*Problem requirements:*
Wherever a line below holds the word "black", copy that line.

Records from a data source
= Beginning of Section =

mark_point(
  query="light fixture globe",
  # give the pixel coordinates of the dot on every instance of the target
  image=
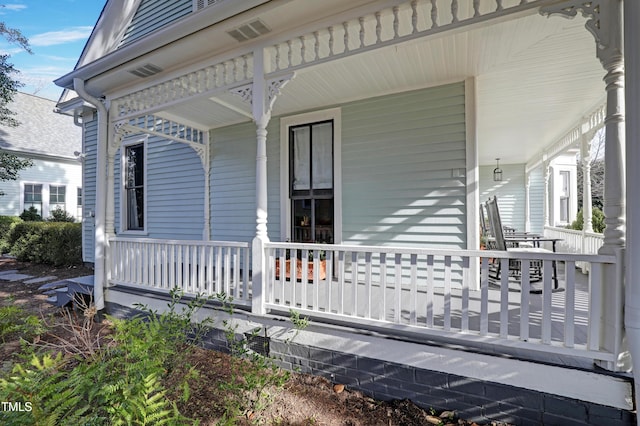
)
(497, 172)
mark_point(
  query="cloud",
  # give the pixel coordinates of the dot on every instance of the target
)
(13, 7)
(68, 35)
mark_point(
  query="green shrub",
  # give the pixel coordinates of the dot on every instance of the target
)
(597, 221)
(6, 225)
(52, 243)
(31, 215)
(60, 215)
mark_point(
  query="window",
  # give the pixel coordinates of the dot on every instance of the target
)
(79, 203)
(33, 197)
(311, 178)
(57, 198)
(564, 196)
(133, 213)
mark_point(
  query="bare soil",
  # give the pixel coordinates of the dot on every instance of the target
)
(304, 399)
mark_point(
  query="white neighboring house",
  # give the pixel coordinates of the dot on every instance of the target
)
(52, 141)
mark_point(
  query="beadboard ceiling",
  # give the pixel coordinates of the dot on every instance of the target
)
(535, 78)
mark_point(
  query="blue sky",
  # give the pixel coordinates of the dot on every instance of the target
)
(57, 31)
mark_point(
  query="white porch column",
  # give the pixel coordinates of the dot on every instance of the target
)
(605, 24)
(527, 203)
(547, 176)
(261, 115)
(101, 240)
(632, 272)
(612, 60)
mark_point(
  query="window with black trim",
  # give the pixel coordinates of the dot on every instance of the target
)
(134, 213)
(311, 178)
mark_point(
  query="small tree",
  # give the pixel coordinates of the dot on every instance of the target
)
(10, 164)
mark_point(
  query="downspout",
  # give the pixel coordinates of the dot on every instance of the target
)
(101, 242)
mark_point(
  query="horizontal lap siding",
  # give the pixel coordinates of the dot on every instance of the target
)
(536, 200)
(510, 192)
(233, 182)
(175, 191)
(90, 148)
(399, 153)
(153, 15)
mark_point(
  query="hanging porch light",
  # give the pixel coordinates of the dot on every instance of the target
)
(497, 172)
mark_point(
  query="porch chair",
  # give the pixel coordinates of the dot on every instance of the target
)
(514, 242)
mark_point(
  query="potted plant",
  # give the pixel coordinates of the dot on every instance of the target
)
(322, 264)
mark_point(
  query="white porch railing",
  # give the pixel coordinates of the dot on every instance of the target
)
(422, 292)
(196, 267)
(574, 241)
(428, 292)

= End of Section =
= Beginning of Section =

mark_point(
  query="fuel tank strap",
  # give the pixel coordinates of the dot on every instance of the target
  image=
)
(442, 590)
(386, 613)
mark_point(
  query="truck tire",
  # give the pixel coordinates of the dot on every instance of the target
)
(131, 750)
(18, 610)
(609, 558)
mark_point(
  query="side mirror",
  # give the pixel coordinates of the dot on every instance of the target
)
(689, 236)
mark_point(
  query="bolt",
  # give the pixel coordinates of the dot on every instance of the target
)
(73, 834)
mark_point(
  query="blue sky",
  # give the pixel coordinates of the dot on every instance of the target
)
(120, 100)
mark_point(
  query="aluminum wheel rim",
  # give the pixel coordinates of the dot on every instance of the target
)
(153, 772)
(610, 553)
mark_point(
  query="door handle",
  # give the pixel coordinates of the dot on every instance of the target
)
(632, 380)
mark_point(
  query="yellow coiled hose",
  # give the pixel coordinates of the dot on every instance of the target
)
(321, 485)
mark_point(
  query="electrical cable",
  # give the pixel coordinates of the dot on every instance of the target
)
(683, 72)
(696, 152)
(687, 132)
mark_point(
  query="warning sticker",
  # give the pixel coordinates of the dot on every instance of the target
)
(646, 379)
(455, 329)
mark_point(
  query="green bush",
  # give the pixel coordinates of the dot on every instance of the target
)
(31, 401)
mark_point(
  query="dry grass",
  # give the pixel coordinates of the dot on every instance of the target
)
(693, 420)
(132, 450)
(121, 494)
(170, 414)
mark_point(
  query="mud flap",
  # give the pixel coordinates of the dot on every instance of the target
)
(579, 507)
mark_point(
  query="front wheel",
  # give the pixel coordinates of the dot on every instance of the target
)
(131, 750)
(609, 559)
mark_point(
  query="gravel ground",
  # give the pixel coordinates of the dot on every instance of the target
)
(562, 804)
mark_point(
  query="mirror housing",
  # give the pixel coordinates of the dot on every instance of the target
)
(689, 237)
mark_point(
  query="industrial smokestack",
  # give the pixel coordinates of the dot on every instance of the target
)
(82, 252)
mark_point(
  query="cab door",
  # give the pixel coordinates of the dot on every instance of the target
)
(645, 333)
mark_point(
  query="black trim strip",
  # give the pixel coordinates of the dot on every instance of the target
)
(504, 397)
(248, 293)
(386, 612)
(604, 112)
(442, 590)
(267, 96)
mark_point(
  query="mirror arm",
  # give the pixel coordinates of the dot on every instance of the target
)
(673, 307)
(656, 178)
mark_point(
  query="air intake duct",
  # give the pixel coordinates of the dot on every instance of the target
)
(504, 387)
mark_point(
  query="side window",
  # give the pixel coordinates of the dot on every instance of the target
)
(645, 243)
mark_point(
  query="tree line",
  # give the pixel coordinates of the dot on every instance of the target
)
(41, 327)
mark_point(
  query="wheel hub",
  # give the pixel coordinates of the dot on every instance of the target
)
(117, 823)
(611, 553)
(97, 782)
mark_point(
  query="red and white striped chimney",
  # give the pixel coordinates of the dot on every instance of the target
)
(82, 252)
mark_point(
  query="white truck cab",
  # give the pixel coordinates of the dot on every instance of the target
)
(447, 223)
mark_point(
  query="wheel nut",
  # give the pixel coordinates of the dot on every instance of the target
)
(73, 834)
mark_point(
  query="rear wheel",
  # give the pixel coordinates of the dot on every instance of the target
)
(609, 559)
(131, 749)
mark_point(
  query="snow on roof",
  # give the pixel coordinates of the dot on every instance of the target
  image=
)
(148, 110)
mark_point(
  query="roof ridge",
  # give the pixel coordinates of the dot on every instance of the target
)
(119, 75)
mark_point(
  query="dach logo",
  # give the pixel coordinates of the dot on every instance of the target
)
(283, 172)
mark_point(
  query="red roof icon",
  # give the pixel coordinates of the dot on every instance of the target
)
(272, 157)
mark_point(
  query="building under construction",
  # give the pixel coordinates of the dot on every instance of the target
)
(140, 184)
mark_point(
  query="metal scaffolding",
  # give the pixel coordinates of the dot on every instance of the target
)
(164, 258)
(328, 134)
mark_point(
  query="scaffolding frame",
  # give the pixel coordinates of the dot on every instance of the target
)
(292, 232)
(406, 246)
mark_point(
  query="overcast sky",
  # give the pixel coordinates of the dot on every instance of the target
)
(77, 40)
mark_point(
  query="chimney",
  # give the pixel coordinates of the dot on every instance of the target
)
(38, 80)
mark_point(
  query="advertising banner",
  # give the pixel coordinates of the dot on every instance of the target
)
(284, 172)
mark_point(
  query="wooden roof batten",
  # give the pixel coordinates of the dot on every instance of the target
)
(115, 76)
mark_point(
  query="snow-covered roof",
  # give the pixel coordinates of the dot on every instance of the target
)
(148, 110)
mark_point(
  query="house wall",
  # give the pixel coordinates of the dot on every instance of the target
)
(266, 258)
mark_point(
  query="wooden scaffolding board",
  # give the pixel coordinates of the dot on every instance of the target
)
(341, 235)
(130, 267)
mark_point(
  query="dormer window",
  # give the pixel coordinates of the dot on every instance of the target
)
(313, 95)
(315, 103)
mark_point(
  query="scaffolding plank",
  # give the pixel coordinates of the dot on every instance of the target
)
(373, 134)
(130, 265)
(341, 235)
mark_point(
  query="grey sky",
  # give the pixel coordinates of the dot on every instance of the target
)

= End of Section =
= Beginning of Section =

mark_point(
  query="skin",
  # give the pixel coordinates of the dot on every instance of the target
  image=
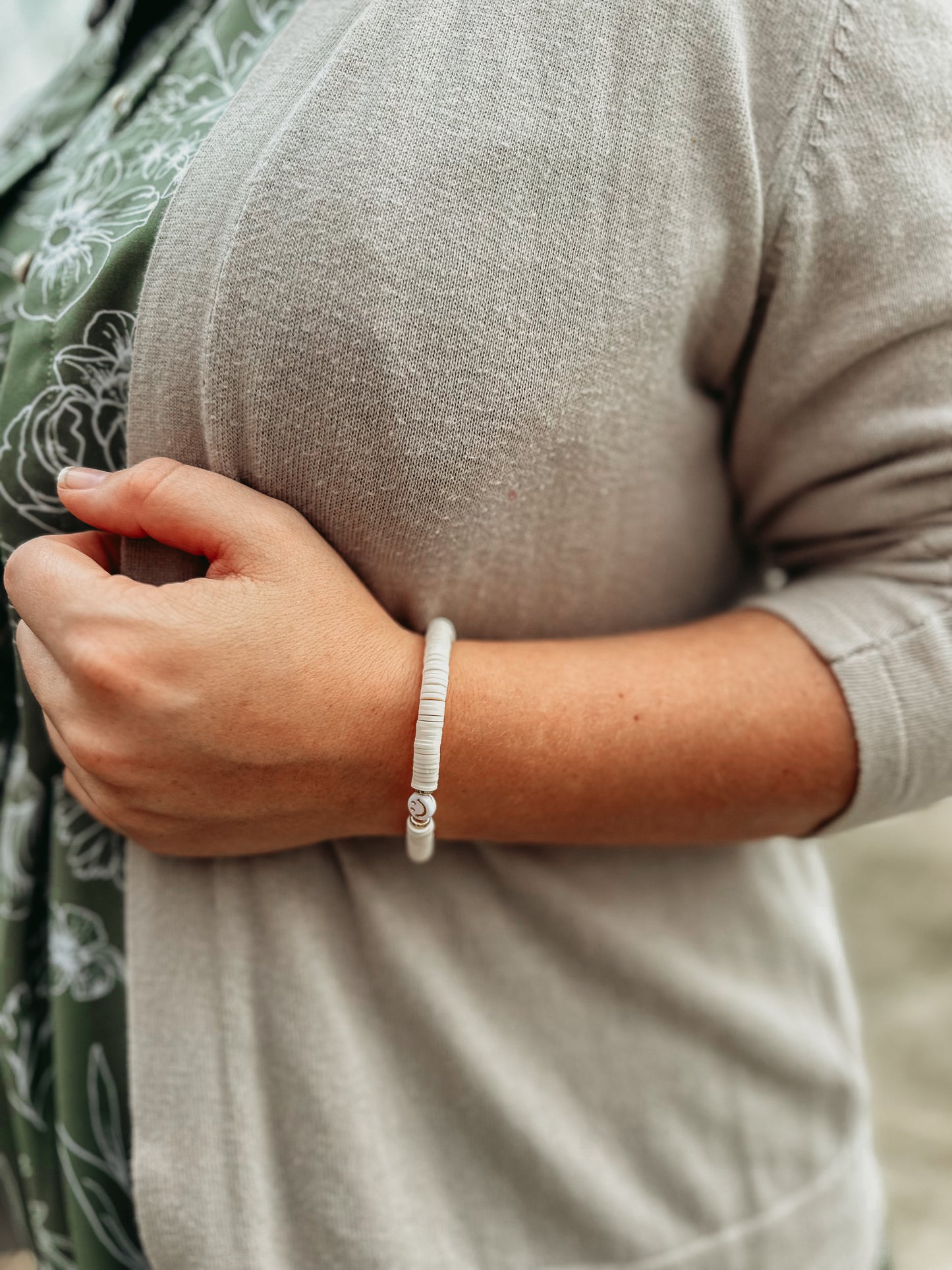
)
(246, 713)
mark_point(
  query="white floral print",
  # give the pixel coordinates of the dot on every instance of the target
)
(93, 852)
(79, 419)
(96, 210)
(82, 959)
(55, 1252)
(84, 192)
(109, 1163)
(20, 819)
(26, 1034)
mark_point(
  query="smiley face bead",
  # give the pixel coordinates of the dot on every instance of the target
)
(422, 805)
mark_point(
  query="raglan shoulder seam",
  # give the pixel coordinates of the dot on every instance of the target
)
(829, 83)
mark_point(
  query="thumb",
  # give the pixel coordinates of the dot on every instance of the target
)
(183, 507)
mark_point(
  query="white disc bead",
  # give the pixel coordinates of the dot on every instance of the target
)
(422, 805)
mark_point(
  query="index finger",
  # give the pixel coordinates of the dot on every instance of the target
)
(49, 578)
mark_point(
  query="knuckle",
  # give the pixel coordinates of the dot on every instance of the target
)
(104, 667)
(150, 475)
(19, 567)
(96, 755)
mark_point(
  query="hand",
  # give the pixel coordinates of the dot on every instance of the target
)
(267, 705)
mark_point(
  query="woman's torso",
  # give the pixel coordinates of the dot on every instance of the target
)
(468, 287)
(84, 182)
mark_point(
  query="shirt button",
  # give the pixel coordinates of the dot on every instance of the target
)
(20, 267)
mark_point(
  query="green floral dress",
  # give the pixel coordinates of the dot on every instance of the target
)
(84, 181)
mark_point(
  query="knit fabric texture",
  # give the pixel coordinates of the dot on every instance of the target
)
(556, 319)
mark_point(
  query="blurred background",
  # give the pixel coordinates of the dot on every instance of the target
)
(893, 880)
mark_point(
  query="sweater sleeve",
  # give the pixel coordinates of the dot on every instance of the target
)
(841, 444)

= End of Section =

*Result:*
  query="window with black trim",
  query="black trim strip",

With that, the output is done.